## Begin Dataset entries

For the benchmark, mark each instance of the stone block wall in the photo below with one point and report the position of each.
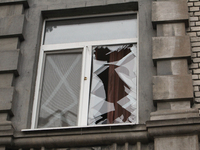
(194, 32)
(11, 35)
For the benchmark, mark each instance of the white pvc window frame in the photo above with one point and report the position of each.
(85, 75)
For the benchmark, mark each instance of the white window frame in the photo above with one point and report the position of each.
(85, 73)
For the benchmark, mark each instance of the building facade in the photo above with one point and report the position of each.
(156, 79)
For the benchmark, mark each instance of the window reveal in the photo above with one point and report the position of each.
(113, 90)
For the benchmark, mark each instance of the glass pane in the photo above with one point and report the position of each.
(60, 90)
(91, 29)
(113, 96)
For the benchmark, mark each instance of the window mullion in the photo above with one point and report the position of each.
(85, 86)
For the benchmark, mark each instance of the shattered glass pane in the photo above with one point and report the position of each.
(113, 97)
(60, 90)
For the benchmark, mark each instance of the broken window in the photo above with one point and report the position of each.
(87, 72)
(113, 90)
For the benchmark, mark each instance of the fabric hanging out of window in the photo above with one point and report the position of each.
(113, 91)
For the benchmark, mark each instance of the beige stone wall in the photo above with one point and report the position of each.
(194, 32)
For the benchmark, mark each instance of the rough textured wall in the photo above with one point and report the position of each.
(194, 32)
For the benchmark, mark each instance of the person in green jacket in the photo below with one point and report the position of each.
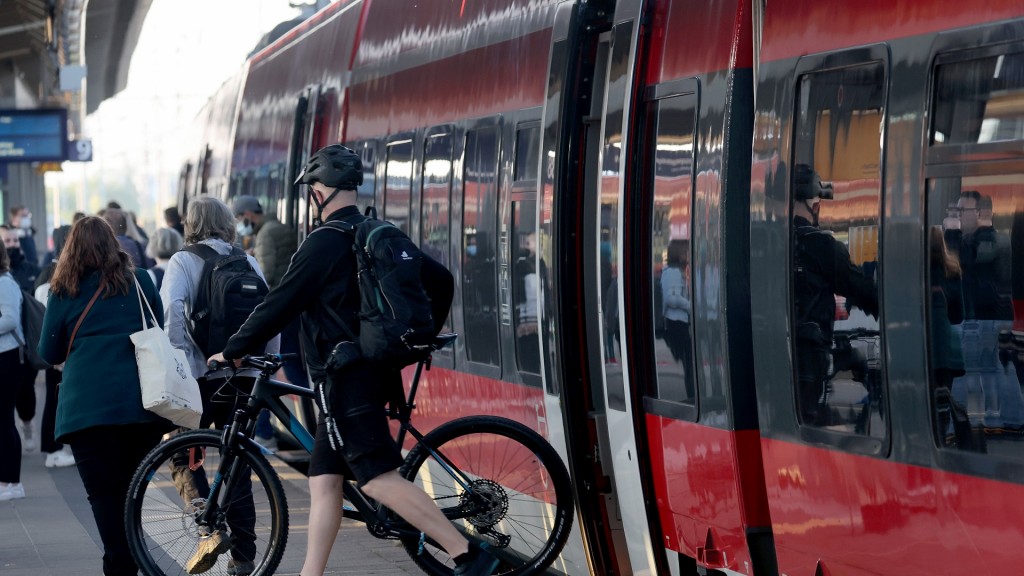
(92, 310)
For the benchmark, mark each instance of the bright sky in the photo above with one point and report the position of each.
(186, 49)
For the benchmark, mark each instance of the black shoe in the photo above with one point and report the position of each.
(483, 564)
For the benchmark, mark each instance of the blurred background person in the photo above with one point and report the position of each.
(57, 455)
(273, 248)
(10, 363)
(166, 242)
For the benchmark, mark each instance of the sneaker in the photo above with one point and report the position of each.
(11, 491)
(481, 564)
(28, 442)
(241, 567)
(59, 459)
(207, 552)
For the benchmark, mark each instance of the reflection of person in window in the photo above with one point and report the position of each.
(823, 269)
(985, 263)
(946, 354)
(479, 296)
(676, 309)
(527, 342)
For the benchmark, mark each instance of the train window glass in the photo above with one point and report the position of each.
(397, 183)
(976, 288)
(527, 150)
(525, 285)
(434, 214)
(479, 291)
(436, 190)
(836, 188)
(979, 100)
(366, 193)
(671, 184)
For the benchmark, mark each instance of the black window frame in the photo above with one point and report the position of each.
(686, 88)
(828, 62)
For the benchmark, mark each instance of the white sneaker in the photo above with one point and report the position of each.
(28, 441)
(59, 459)
(11, 491)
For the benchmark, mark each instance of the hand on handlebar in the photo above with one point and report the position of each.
(217, 361)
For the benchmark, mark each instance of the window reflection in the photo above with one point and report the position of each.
(976, 277)
(671, 182)
(479, 265)
(980, 100)
(397, 183)
(836, 191)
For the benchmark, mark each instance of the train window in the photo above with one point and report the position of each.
(434, 214)
(976, 281)
(479, 290)
(671, 184)
(436, 190)
(397, 183)
(366, 193)
(836, 186)
(527, 150)
(525, 285)
(979, 100)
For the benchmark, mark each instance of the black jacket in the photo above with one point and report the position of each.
(323, 273)
(823, 269)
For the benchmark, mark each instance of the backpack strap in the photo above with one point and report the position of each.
(81, 318)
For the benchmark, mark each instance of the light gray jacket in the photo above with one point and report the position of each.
(178, 293)
(10, 314)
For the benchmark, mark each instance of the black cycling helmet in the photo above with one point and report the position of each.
(335, 166)
(808, 186)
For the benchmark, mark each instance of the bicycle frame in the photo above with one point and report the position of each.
(266, 394)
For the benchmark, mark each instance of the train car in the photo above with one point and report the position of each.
(614, 187)
(909, 459)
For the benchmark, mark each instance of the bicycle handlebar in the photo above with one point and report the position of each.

## End Dataset entries

Every line above should be returned exactly; the pictures stay out.

For the benchmark, mark each instance of the stone block wall in the photo below with one point and report the position of each.
(194, 32)
(11, 35)
For the benchmark, mark each instance of the white pvc window frame in the photo above with one point and report the position of each.
(85, 75)
For the benchmark, mark each instance of the white window frame in the photo above with one point and report the position of each.
(85, 73)
For the benchmark, mark each instance of the building facade in the photo above with one point and report the position of each.
(156, 79)
For the benchmark, mark each instance of the window reveal in the photo above with one point and report the position of each.
(113, 90)
For the benchmark, mark each instance of the glass pane in the photo above with one point and report the position of each.
(60, 90)
(91, 29)
(113, 96)
For the benchmark, mark each instance of the window mullion in the photo above with one point and report the position of each.
(85, 86)
For the benchmark, mark each instance of the shattered glass pane in the photo above with one point and report the position of each.
(113, 97)
(60, 90)
For the benchmark, mark each instance of the broken window in the photo above with one point and report the position of each.
(87, 72)
(113, 90)
For the benchmark, mark each instance of the fabric hanging out of window in the photo above with one point and report the position of each.
(113, 91)
For the benchmark, mark each instance of the beige stone wall in the photo above with one point and report the position of each.
(194, 32)
For the benchmark, mark each instance of the rough textured wall in the photo above with one point and report the position of each.
(194, 32)
For the benchmark, mark each instance of the person in green jacket in the photo below with one point and report the position of each.
(92, 310)
For the benchmark, mark each instance of the bright sky in the photo above with one point and report the position of each.
(186, 49)
For the benchmark, mark each instance of the black shoe in the photo above with one point and report the position of each.
(483, 564)
For the benchmark, mark each instance of the blurred background person in the photo above with one point and report the position of each.
(57, 455)
(273, 248)
(10, 363)
(166, 242)
For the benchmark, mark each instance of the sneaker in the photo above with one point and report the position of each.
(11, 491)
(481, 564)
(28, 442)
(241, 567)
(59, 459)
(207, 552)
For the benchmark, mark each instance of the reflection of person in window in the photo above with one point and report the position of each.
(823, 269)
(985, 263)
(946, 354)
(479, 296)
(676, 309)
(527, 342)
For the benchmark, mark each instance of the train window glass in the photo above with one point and report the position of each.
(397, 183)
(976, 288)
(527, 150)
(525, 285)
(434, 214)
(479, 291)
(436, 190)
(836, 188)
(979, 100)
(366, 193)
(671, 184)
For the benchmark, mark each instance of the black window frame in the photo above with one point and report the position of each.
(686, 88)
(828, 62)
For the benchmark, mark each instance of the white sneaker in the photo above with one point and report the position of each.
(28, 441)
(59, 459)
(11, 491)
For the benchmark, mark each instance of the hand on handlebar in the photo above with one point and report the position of each.
(217, 361)
For the benchmark, mark each instance of the window reflection in the photo above with one point and report the position of each.
(976, 277)
(671, 182)
(479, 265)
(980, 100)
(397, 183)
(836, 191)
For the benchmark, mark each instance of the train window in the photo above with one point and report the position of each.
(434, 214)
(976, 281)
(479, 290)
(671, 184)
(436, 190)
(397, 183)
(366, 193)
(836, 186)
(527, 150)
(525, 285)
(979, 100)
For the benchmark, mark each instance of the black jacket in the photo above with one point and report the position of each.
(323, 273)
(823, 269)
For the benchmark, mark each instance of the backpack strap in the photo above with one point and report the position of each.
(81, 318)
For the benchmark, mark each instance of the light gray jacket in the photo above with one point and report the position of each.
(178, 293)
(10, 314)
For the benchmark, mark each instance of the black cycling helmet in the photo above with one point and report the position of each.
(335, 166)
(808, 186)
For the benchmark, mark each instance of the bicycle frame in the photo above with one point and report the position of each.
(266, 394)
For the benchmark, mark each instance of the train car in the photo above with one point and report the position of each.
(614, 187)
(909, 459)
For the benchmark, mark each instance of the bicycle handlebar in the photo above with one point and report the position of each.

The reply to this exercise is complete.